• **Série exercices**:
a - Dans le texte donné, sous quoi un combattant kurde oblige-t-il le narrateur à s'allonger ?
b - Poursuivez le témoignage de Sammy Ketz sur son métier de reporter, en reprenant après sa dernière phrase.

• **Texte donné**:

───

6/ Sammy Ketz: « J’écris pour le monde »

publié le 12/04/2024

Pour qui travaillent les reporters?  Quoi de mieux que de leur poser la question. Cette semaine, Sammy Ketz. Prix Albert Londres

Le grand reporter de l'Agence France Presse pour le Moyen-Orient, Sammy Ketz, à Paris le 11 décembre 2018 - Photo par Lionel BONAVENTURE / AFP

Écrire pour des gens qu’on ne connaît pas, sur des sujets qu’on méconnaissait la veille et qui feront peut-être la une demain, voilà comment peut se résumer notre métier d’équilibriste. Vivre dans le paradoxe. La première image que je garde de la plupart de mes reportages, c’est rouler à vive allure en sens contraire de ceux qui fuient, c’est se précipiter vers le danger pour interroger ceux qui cherchent à tout prix à en échapper, c’est décrire l’élan vers la vie, nous qui nous dirigeons vers la mort, c’est d’agir à l’inverse d’une personne sensée… pour raconter.

Premier flash : je suis en Iran, en 1980, juste après la chute du shah, quand le nouveau pouvoir s’est lancé dans une guerre sans merci contre les autonomistes kurdes. L’aviation bombarde la population, et moi, novice, mon premier réflexe est de me réfugier dans une maison, plus précisément dans un four à pain. Je réagis comme l’autruche qui met la tête dans le sable, pensant que si elle ne voit pas le danger, le danger l’épargnera.

Par chance, un combattant kurde me sort de ma « cachette » et m’oblige à m’allonger sous un arbre. C’est mon baptême du feu. Je me demande ce que je fais là, moi qui viens d’être père et qui risque de ne jamais voir mon enfant grandir pour écrire mon premier papier du front. Moi, le spectateur, je décris le moment de vie partagé avec les acteurs de la guerre, qu’ils soient civils ou hommes en arme. Je recueille leurs confidences, leurs réactions, leur peur. Je veux que le mot « guerre » signifie quelque chose de vécu, que le champ de bataille devienne un espace dangereux et à vif.

───

Enregistrements d'un jeu de données:

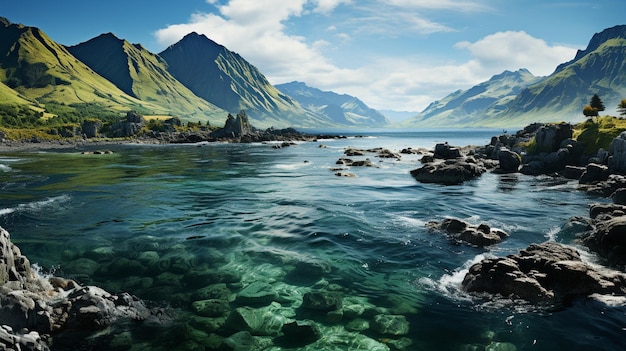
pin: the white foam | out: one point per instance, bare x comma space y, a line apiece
450, 284
35, 206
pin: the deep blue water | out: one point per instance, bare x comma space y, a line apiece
258, 211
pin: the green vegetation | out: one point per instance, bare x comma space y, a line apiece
599, 134
595, 106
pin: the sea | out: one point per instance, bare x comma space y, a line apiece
141, 218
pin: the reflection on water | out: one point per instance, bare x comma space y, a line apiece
178, 225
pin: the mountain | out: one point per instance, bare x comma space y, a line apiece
41, 70
599, 69
223, 77
474, 106
143, 75
341, 109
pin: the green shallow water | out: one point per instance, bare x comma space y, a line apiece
177, 224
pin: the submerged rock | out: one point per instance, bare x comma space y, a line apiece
48, 305
448, 173
477, 235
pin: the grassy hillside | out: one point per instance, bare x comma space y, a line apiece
41, 70
144, 76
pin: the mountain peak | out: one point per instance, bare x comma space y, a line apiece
198, 38
598, 39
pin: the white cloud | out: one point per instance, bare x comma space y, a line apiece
258, 31
513, 50
452, 5
326, 6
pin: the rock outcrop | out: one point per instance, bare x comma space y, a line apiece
477, 235
549, 272
608, 234
51, 305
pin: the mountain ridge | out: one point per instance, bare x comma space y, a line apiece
340, 108
143, 75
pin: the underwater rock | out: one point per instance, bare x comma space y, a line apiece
256, 294
258, 321
322, 300
29, 341
57, 304
298, 334
214, 291
477, 235
451, 172
387, 324
211, 308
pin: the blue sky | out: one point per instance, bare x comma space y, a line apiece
392, 54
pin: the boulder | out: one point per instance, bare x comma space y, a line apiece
617, 154
322, 300
386, 324
453, 173
594, 173
509, 161
608, 237
55, 304
477, 235
548, 138
549, 272
445, 151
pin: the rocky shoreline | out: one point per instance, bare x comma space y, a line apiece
34, 308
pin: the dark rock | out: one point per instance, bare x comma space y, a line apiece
27, 341
573, 172
481, 235
211, 308
549, 137
547, 272
594, 173
57, 304
448, 173
509, 161
619, 196
445, 151
617, 152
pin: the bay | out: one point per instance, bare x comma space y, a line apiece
260, 214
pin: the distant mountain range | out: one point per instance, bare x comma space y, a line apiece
338, 108
515, 99
197, 79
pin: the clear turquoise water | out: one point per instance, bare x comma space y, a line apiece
255, 210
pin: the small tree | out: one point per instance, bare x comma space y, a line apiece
621, 107
596, 103
589, 111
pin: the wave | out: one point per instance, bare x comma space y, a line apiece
449, 285
36, 206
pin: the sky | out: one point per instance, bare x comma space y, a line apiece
392, 54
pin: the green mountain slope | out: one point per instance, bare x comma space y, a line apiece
226, 79
339, 108
143, 75
600, 69
474, 106
42, 70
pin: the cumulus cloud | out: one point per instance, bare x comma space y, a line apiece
261, 33
513, 50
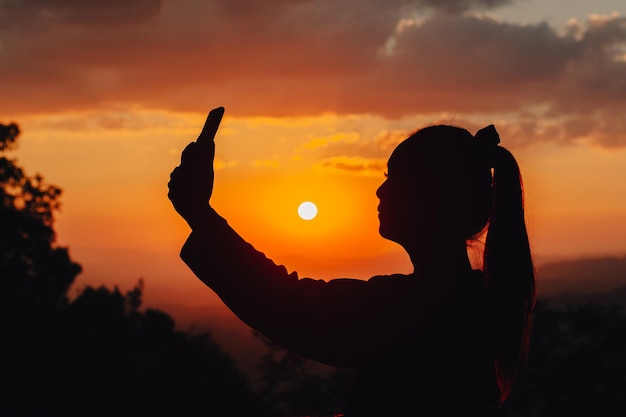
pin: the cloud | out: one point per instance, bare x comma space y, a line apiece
325, 141
80, 12
353, 165
305, 57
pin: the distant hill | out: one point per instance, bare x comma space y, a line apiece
580, 281
591, 275
597, 280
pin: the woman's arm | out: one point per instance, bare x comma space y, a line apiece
323, 321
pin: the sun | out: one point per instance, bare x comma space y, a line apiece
307, 210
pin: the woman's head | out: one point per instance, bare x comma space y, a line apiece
438, 186
445, 185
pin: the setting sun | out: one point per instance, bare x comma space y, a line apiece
307, 210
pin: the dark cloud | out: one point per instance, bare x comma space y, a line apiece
459, 6
307, 57
83, 12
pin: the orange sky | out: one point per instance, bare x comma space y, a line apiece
317, 94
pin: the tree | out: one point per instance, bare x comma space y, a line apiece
99, 354
34, 273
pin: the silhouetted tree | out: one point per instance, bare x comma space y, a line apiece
294, 386
99, 355
34, 273
577, 364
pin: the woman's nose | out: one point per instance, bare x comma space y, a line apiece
380, 189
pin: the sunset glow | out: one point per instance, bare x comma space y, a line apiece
106, 104
307, 210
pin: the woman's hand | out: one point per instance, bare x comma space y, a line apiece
191, 183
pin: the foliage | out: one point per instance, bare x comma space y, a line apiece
100, 354
292, 385
34, 273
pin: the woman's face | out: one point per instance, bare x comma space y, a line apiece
405, 209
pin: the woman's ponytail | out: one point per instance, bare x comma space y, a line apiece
507, 264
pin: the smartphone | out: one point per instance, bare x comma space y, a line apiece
211, 125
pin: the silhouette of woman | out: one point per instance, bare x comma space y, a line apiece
445, 340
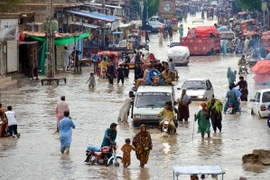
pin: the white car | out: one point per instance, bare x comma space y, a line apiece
260, 103
198, 89
149, 101
179, 55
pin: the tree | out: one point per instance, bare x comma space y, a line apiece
10, 5
252, 5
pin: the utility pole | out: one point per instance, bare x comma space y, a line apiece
50, 62
147, 9
103, 24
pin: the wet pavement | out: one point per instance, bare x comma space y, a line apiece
36, 155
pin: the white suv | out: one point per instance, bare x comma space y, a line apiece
149, 101
260, 103
198, 89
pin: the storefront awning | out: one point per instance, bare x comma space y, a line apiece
103, 17
86, 25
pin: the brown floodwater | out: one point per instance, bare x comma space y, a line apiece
36, 154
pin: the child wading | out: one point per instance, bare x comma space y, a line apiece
12, 123
126, 148
91, 80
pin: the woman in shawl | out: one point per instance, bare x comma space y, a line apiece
215, 109
181, 31
243, 88
183, 106
143, 144
203, 120
230, 76
160, 37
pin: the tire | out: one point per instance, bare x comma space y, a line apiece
136, 123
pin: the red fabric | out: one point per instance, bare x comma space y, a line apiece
205, 31
262, 67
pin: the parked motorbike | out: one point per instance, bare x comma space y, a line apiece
104, 156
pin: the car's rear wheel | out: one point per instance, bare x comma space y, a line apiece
136, 123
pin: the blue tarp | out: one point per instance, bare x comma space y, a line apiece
223, 28
103, 17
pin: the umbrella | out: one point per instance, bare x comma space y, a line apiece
174, 19
242, 13
108, 53
261, 78
262, 67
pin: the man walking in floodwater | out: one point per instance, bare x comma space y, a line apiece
61, 107
4, 121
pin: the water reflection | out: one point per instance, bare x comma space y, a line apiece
126, 174
144, 174
255, 168
8, 143
209, 147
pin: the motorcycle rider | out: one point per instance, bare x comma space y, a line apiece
168, 114
242, 62
172, 68
110, 135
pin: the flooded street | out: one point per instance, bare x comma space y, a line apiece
36, 154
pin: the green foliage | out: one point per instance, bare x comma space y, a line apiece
10, 5
249, 4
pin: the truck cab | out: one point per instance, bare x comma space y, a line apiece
149, 101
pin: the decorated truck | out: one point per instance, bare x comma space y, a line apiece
202, 40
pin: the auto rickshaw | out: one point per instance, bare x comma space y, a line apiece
174, 24
210, 12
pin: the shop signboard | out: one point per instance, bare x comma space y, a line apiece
8, 29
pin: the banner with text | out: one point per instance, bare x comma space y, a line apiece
8, 29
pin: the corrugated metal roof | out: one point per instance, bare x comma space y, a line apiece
85, 25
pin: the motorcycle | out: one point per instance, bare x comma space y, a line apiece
104, 156
243, 69
232, 109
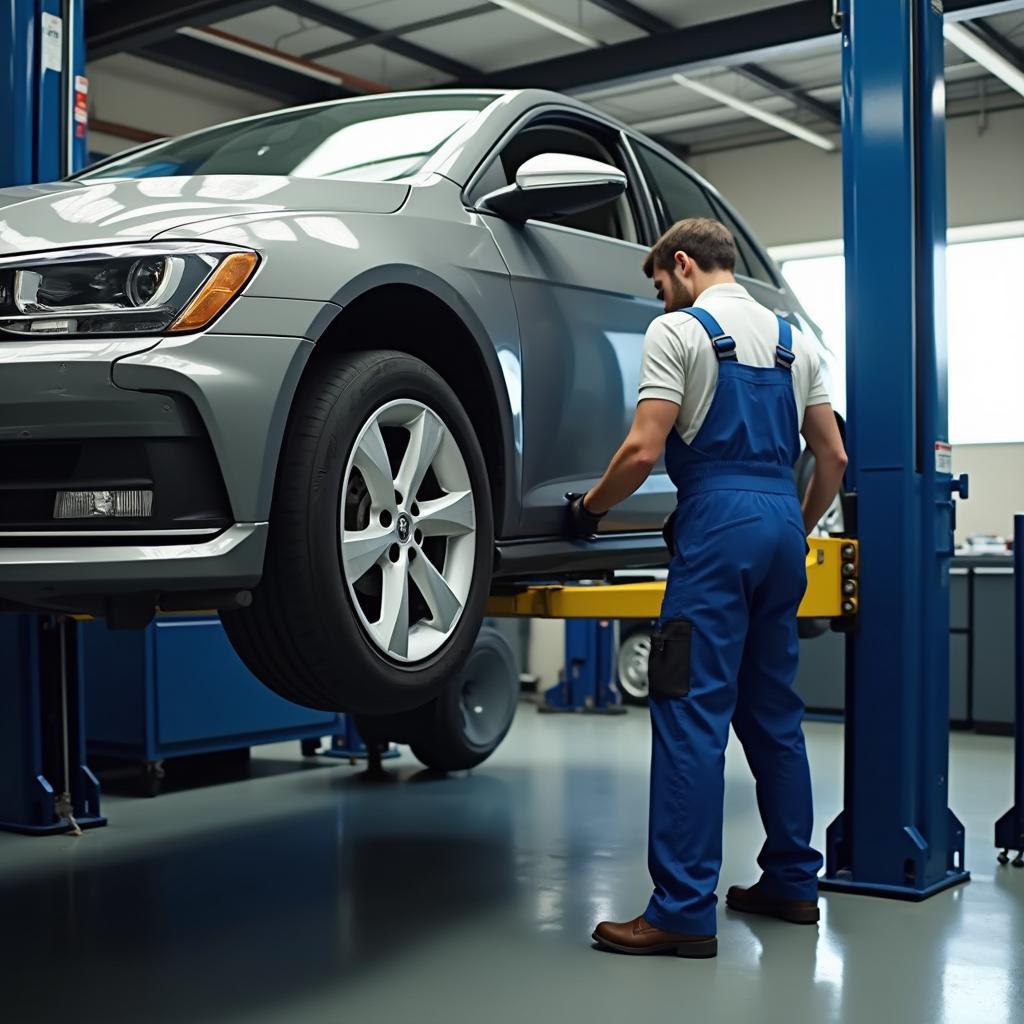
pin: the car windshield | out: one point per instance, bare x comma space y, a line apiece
385, 139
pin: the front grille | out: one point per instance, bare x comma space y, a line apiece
187, 489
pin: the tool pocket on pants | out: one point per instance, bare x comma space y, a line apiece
669, 669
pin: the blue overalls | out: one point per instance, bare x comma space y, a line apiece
737, 578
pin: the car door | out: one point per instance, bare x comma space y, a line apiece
584, 306
678, 194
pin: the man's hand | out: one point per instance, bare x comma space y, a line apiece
823, 438
638, 455
582, 523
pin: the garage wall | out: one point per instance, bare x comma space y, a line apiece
138, 93
996, 488
792, 193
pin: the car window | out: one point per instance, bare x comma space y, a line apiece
380, 139
678, 196
614, 219
756, 265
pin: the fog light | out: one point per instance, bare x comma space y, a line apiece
102, 505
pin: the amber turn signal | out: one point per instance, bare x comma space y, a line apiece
224, 284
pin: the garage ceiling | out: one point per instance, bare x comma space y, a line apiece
619, 54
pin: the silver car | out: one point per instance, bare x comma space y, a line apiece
331, 371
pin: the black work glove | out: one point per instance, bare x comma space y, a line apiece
582, 523
669, 532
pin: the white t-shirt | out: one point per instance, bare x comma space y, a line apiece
680, 365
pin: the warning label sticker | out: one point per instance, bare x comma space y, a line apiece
52, 42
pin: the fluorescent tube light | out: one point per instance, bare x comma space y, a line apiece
549, 22
978, 49
775, 120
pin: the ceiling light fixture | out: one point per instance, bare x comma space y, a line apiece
775, 120
977, 49
549, 22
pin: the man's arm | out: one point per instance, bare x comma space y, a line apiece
636, 458
824, 440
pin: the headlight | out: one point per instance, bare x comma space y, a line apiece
145, 289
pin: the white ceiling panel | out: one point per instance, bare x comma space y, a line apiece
281, 30
489, 42
385, 68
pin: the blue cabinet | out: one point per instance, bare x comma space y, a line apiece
178, 688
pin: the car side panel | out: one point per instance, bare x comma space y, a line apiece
584, 308
333, 258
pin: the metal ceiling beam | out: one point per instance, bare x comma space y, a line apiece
1008, 50
801, 26
131, 25
958, 10
242, 72
379, 38
360, 30
653, 25
728, 41
635, 14
780, 87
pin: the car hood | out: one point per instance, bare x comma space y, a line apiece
62, 214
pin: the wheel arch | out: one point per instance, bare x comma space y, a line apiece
391, 307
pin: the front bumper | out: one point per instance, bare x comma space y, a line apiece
83, 579
115, 411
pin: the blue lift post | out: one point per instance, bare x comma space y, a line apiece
588, 684
896, 836
45, 786
43, 90
1010, 828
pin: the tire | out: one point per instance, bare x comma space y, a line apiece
370, 602
463, 726
631, 663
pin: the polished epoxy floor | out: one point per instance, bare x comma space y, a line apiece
307, 893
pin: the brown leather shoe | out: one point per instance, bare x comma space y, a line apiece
640, 939
752, 900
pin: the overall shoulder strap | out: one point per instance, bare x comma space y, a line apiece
725, 347
784, 355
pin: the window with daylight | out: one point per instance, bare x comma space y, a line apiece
985, 333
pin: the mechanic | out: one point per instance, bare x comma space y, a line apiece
726, 388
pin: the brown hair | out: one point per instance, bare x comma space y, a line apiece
709, 243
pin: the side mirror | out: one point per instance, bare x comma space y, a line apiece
556, 184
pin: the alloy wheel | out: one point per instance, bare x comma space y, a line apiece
407, 530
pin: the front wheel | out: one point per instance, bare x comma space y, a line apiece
381, 541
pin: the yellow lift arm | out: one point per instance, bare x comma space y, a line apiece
832, 592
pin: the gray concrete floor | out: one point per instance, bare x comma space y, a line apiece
306, 893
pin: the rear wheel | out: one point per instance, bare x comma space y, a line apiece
463, 726
378, 563
631, 660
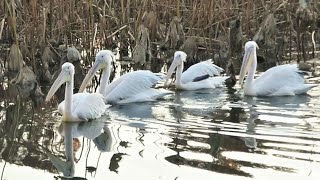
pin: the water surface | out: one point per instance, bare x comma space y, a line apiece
202, 134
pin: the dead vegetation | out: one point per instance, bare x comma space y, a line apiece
37, 34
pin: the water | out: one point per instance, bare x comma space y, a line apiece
205, 134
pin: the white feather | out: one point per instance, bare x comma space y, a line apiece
201, 69
135, 86
86, 105
280, 81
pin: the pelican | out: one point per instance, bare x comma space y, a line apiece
283, 80
197, 76
137, 86
76, 107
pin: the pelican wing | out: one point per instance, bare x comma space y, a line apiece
199, 70
132, 84
86, 105
281, 80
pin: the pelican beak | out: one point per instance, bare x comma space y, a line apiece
246, 63
96, 66
62, 78
170, 72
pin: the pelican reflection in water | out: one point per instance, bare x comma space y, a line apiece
96, 130
283, 80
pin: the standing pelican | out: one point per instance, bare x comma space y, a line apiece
137, 86
283, 80
76, 107
197, 76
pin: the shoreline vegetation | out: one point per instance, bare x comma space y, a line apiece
36, 37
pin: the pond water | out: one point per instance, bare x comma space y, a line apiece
203, 134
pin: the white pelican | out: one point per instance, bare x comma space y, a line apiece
283, 80
76, 107
137, 86
197, 76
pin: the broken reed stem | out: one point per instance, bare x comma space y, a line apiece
1, 27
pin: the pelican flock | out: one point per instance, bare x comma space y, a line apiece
203, 75
137, 86
283, 80
80, 106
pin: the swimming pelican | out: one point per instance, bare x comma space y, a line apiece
283, 80
197, 76
76, 107
137, 86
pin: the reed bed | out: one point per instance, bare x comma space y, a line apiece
42, 30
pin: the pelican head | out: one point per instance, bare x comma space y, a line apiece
65, 76
250, 49
179, 58
103, 61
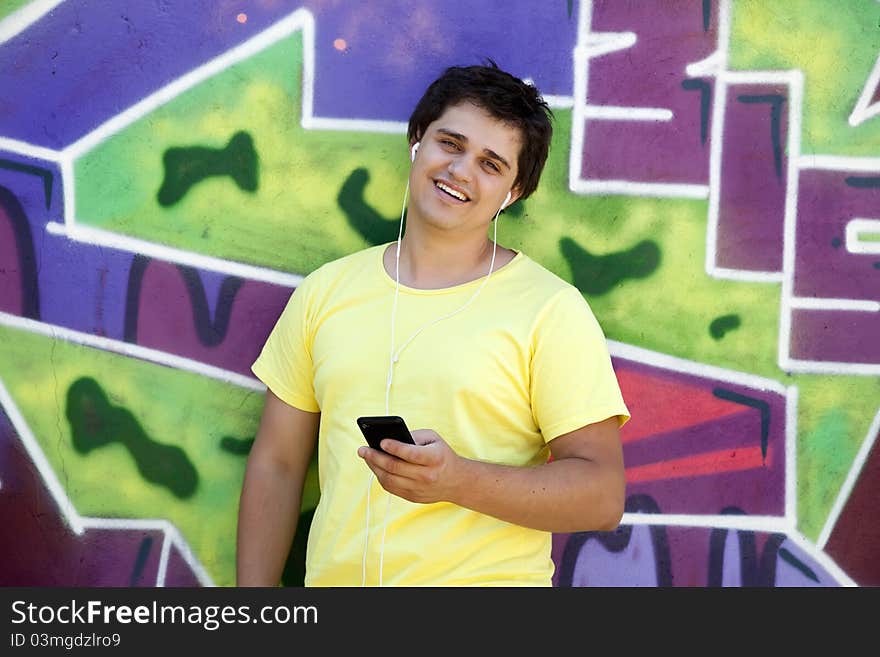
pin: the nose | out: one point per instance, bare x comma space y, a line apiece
459, 168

───

• **Les réponses**:
a - Un combattant kurde l'oblige à s'allonger sous un arbre.

b -
Quelques années plus tard, je visite, avec ma femme, certains de mes champs de bataille au Liban. C’est le printemps, la terre est parfumée et le sol est tacheté de coquelicots rouges. Un paysage pastoral où il n’y a pas si longtemps le sang coulait et le canon tonnait. « Alors, tu vois ici, lui dis-je, j’ai couvert une furieuse bataille entre des combattants du PPS et PCL. » « Entre qui ? Personne ne les connaît plus ? », me répond-elle ironique. « Et c’est pour raconter ces guerres picrocholines que tu as pris de tels risques, que tu as manqué de perdre un bras, une jambe, la vie. D’ailleurs, avec le recul, toutes les guerres sont picrocholines », m’assène-t-elle.

Chaque fois que je rédige un article, je me pose cette question : Pour qui écris-je ? Ma réponse est d’abord hésitante et variable.

Mais quand j’arrive au but après avoir surmonté de périlleux obstacles, quand je sais que je vais décrire ce que j’ai vu, transmettre les émotions que j’ai ressenties, restituer les témoignages de ceux qui m’ont confié leurs souffrances, le soulagement de ceux qui ont échappé à la mort, les espoirs de ceux qui essaient de bâtir une nouvelle vie après avoir subi l’innommable, le sourire espiègle des enfants qui jouent sur un terrain où leurs aînés se sont affrontés, la réponse est limpide. « J’écris pour le monde. »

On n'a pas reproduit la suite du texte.